[Исходный текст]
______________________________

Содержание жизненного опыта определяется событийным рядом жизни человека. «События» — это узловые моменты и поворотные этапы жизненного пути индивида, когда с принятием того или иного решения на более или менее длительный период определяется жизненный путь человека [Рубинштейн, 1989]. Таким образом, факты жизни интегрируются в жизненный опыт, только если они становятся личностным событием. Личность, осмысливая и переживая событие, определяет его значимость для себя и для других и прогнозирует последствия этого события в перспективе жизненного пути. Процесс интеграции жизненного опыта С. Л. Рубинштейн связал с активной работой самосознания.

По мнению С. Л. Рубинштейна, «по мере того как человек приобретает жизненный опыт, перед ним не только открываются все новые стороны бытия, но и происходит более или менее глубокое переосмысливание жизни. Этот процесс ее переосмысливания, проходящий через всю жизнь человека, образует самое сокровенное и основное содержание его существа, определяет мотивы его действий и внутренний смысл тех задач, которые он разрешает в жизни. Способность, вырабатывающаяся в ходе жизни у некоторых людей, осмыслить жизнь в большом плане и распознать то, что в ней подлинно значимо, умение не только изыскать средства для решения случайно всплывших задач, но и определить сами задачи и цель жизни так, чтобы по-настоящему знать, куда в жизни идти и зачем, — это нечто, бесконечно превосходящее всякую ученость, хотя бы и располагающую большим запасом специальных знаний, это драгоценное и редкое свойство — мудрость» [Рубинштейн, 1989, с. 244].

Цитируемое положение С. Л. Рубинштейна указывает на важнейшие особенности жизненного опыта (автор называет его мудростью): он формируется в результате переосмысления важнейших событий жизни, опыт переосмысления и иерархизации смыслов продолжается на протяжении всего жизненного пути, интеграция этого опыта составляет основу активности в плане самоопределения личности. Это позволяет сделать вывод, что интеграция жизненного опыта сопряжена с интенцией к расширению границ личности в мире и с освоением новых форм самоосуществления, т. е. с субъектной позицией пожилого человека.

______________________________

[Строки набора]

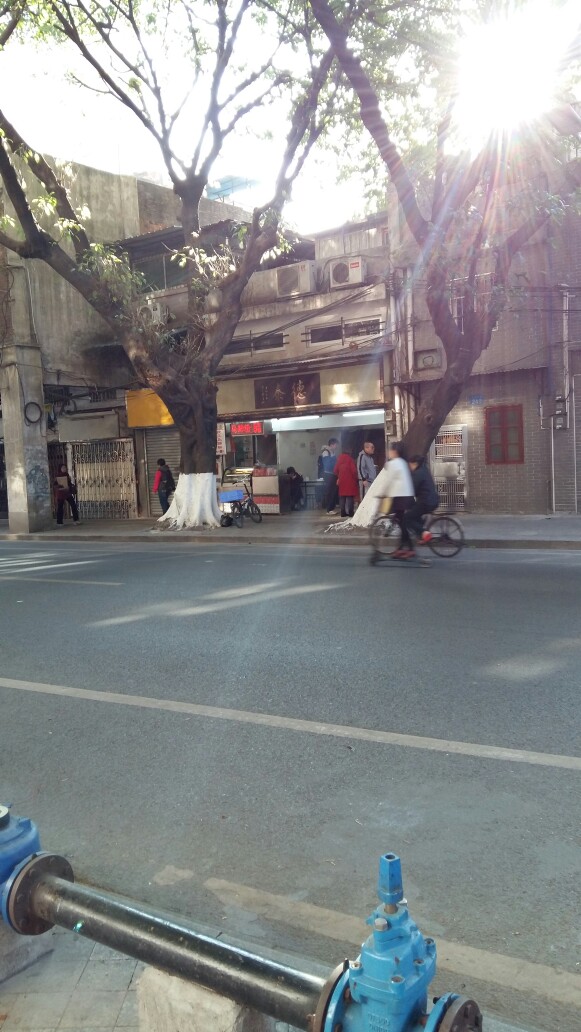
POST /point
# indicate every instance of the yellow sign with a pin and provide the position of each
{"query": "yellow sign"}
(146, 409)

______________________________

[Цель задания]
Выпишите слово в слово из текста о жизненном опыте всё, начиная с «Содержание жизненного опыта» и дальше вниз до «активной работой самосознания.» включительно.

[Полный ответ]
Содержание жизненного опыта определяется событийным рядом жизни человека. «События» — это узловые моменты и поворотные этапы жизненного пути индивида, когда с принятием того или иного решения на более или менее длительный период определяется жизненный путь человека [Рубинштейн, 1989]. Таким образом, факты жизни интегрируются в жизненный опыт, только если они становятся личностным событием. Личность, осмысливая и переживая событие, определяет его значимость для себя и для других и прогнозирует последствия этого события в перспективе жизненного пути. Процесс интеграции жизненного опыта С. Л. Рубинштейн связал с активной работой самосознания.